Exercise directions> Rewrite the material from the line containing "the car windshield" through the end, substituting "template" for every "sample" and changing nothing else.

Dataset excerpt:
....

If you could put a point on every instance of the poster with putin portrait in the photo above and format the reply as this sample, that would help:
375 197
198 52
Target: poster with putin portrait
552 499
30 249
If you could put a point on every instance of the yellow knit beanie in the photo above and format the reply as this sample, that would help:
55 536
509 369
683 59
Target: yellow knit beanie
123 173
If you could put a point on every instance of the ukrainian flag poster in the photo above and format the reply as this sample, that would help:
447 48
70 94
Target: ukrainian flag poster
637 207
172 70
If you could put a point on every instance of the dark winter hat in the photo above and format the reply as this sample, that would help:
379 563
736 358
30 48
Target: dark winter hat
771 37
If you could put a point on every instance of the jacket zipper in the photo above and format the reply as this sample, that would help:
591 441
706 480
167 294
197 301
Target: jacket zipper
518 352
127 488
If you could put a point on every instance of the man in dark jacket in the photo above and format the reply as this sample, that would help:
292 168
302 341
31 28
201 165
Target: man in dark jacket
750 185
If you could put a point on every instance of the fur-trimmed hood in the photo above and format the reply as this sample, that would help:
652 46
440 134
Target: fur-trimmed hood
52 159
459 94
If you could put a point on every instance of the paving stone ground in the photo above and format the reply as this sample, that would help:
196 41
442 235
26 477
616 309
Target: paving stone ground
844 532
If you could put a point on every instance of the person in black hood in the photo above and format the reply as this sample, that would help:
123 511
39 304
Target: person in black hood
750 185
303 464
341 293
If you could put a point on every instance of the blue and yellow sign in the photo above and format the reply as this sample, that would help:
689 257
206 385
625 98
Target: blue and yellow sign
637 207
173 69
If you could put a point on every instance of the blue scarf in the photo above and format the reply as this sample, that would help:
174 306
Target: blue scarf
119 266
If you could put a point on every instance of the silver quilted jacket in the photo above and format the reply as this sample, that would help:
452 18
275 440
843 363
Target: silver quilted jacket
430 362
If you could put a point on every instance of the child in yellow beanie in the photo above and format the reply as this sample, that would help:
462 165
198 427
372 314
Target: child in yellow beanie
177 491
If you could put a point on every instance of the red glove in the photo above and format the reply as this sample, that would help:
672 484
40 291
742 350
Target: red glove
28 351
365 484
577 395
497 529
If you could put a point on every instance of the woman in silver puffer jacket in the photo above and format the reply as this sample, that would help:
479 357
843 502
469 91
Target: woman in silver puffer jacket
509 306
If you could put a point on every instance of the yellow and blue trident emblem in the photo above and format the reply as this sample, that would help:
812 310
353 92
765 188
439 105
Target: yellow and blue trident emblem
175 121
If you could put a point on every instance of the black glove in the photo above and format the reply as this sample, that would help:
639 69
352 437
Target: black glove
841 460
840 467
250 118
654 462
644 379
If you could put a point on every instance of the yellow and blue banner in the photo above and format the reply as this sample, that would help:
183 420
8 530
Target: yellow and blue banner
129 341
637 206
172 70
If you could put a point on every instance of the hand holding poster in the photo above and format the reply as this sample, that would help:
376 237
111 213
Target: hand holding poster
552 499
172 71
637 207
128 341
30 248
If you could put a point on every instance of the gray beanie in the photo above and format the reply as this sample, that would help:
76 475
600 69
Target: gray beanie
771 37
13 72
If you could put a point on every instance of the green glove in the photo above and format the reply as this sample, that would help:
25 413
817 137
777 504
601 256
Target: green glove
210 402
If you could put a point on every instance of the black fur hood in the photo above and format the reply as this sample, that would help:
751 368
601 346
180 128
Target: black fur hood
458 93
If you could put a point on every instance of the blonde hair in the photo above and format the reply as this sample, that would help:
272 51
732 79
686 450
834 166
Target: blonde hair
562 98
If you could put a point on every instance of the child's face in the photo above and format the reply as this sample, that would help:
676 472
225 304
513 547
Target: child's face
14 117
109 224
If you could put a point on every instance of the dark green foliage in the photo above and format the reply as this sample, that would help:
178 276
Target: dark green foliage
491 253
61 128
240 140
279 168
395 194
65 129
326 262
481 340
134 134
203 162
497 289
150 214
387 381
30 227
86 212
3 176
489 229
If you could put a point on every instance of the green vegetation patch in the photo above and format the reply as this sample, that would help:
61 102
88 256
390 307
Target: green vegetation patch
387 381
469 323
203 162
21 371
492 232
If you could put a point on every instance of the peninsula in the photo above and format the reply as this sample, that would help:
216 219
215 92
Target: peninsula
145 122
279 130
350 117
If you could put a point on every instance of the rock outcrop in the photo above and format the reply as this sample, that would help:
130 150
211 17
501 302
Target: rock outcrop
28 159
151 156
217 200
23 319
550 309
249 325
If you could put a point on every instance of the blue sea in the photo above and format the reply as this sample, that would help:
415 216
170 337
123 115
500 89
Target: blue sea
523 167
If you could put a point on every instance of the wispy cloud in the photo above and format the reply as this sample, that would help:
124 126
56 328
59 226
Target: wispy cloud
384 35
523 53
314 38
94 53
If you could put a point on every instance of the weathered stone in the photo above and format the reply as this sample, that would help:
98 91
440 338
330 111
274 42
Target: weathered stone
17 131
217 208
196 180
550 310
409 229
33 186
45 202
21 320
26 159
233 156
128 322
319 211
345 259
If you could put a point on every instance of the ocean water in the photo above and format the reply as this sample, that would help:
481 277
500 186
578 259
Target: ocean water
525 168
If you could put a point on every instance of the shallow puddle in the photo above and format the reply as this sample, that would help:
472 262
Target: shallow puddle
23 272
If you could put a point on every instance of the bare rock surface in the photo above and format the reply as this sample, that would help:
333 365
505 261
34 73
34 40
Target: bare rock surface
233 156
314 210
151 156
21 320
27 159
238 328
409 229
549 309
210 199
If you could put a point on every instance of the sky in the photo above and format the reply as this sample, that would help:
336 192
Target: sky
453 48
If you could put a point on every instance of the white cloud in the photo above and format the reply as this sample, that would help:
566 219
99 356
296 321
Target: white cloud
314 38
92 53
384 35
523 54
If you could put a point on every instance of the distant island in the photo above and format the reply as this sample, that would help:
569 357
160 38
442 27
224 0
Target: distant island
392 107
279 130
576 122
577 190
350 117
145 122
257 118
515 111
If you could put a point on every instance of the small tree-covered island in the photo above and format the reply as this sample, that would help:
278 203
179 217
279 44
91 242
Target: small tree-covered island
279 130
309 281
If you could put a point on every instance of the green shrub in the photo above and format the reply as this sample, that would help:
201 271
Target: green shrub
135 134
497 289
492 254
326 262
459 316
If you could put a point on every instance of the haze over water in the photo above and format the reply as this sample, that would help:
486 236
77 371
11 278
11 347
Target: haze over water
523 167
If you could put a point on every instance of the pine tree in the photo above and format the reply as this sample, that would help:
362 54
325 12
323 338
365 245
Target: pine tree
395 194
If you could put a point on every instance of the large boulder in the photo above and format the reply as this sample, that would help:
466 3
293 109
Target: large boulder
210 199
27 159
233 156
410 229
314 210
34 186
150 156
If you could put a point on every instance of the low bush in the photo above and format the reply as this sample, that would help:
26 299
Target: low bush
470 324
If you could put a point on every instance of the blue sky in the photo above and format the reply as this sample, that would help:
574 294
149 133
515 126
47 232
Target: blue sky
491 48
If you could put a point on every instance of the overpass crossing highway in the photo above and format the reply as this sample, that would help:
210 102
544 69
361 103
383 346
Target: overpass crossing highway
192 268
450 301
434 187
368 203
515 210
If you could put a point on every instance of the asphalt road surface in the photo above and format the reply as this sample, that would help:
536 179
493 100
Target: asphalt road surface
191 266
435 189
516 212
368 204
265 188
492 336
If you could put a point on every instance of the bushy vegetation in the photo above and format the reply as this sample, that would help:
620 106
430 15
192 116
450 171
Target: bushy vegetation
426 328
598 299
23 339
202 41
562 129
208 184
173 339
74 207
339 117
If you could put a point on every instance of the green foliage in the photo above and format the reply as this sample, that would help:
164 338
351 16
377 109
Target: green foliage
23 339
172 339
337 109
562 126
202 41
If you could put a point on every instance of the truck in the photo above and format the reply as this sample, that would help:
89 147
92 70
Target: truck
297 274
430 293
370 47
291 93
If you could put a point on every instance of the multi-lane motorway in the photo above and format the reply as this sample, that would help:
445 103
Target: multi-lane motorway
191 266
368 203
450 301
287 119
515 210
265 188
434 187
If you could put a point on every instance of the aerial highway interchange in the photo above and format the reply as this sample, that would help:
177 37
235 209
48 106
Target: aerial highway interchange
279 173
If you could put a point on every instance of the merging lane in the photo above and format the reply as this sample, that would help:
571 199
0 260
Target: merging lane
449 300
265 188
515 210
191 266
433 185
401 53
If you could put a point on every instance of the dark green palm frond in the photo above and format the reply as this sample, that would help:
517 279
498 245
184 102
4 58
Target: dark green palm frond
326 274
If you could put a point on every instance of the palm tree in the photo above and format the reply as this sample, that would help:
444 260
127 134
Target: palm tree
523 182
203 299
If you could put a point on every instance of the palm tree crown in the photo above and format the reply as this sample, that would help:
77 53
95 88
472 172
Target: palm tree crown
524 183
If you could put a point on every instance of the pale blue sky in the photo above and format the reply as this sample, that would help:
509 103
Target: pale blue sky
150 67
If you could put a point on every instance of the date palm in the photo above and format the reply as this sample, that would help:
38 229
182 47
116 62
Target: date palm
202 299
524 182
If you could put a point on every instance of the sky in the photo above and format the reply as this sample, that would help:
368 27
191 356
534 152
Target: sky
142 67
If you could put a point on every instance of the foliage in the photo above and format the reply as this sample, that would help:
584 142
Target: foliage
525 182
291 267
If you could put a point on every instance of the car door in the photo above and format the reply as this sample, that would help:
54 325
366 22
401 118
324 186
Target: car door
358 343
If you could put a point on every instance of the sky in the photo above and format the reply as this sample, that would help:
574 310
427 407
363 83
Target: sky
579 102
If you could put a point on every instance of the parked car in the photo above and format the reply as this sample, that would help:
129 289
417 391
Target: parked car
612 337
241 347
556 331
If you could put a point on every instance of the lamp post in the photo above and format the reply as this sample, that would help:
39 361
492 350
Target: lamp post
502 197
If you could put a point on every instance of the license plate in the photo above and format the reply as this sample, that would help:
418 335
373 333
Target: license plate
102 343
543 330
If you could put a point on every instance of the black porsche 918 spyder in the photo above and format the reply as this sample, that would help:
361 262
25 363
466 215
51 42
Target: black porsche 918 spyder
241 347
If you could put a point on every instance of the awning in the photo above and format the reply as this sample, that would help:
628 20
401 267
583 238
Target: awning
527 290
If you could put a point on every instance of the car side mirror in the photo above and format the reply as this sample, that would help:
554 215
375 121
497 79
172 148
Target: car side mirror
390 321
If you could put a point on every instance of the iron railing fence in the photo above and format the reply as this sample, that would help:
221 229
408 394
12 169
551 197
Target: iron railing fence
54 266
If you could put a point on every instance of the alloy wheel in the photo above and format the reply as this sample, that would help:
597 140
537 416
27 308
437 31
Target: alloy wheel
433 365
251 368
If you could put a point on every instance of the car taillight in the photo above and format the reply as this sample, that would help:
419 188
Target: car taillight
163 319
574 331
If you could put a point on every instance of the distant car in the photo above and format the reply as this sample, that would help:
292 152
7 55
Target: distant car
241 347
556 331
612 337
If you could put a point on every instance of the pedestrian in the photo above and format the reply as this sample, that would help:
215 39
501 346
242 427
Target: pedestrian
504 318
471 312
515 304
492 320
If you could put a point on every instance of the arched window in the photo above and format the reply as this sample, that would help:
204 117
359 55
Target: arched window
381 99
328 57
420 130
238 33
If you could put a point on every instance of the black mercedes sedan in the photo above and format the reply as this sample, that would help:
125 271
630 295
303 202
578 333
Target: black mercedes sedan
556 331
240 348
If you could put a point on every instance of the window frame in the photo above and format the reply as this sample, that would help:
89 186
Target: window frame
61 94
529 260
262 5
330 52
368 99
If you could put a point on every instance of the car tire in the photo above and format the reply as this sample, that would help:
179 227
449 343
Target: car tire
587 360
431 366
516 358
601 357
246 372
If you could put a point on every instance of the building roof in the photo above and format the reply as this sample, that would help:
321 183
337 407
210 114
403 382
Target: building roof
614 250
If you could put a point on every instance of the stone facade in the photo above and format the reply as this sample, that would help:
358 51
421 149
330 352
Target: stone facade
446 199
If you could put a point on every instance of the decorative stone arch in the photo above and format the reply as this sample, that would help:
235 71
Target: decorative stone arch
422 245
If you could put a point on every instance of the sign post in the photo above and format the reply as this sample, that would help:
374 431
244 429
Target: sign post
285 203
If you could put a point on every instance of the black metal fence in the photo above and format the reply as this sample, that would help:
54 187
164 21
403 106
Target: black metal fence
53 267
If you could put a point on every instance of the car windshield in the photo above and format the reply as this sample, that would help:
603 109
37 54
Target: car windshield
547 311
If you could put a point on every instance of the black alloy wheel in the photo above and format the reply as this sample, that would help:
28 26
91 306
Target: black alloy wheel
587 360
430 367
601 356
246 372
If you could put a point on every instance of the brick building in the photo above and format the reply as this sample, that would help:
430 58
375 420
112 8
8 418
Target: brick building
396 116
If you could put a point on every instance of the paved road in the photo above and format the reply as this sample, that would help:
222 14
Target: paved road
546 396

....

Task response>
If you could put a point on every instance of the car windshield in the photo above and format the reply as this template, that would help:
603 109
37 54
Target: car windshield
547 311
If you could put a point on every instance of the black alloy wheel in the photo above and format the reply as this template, that would help:
28 26
91 306
Target: black alloy wheel
587 360
430 367
601 356
246 372
If you could put a point on every instance of the brick building in the photo above and format the reply as this template, that would help:
430 58
375 420
112 8
8 418
Target: brick building
396 116
If you could put a point on every instance of the paved road in the photo above and format the reply as this template, that would help:
222 14
Target: paved road
546 396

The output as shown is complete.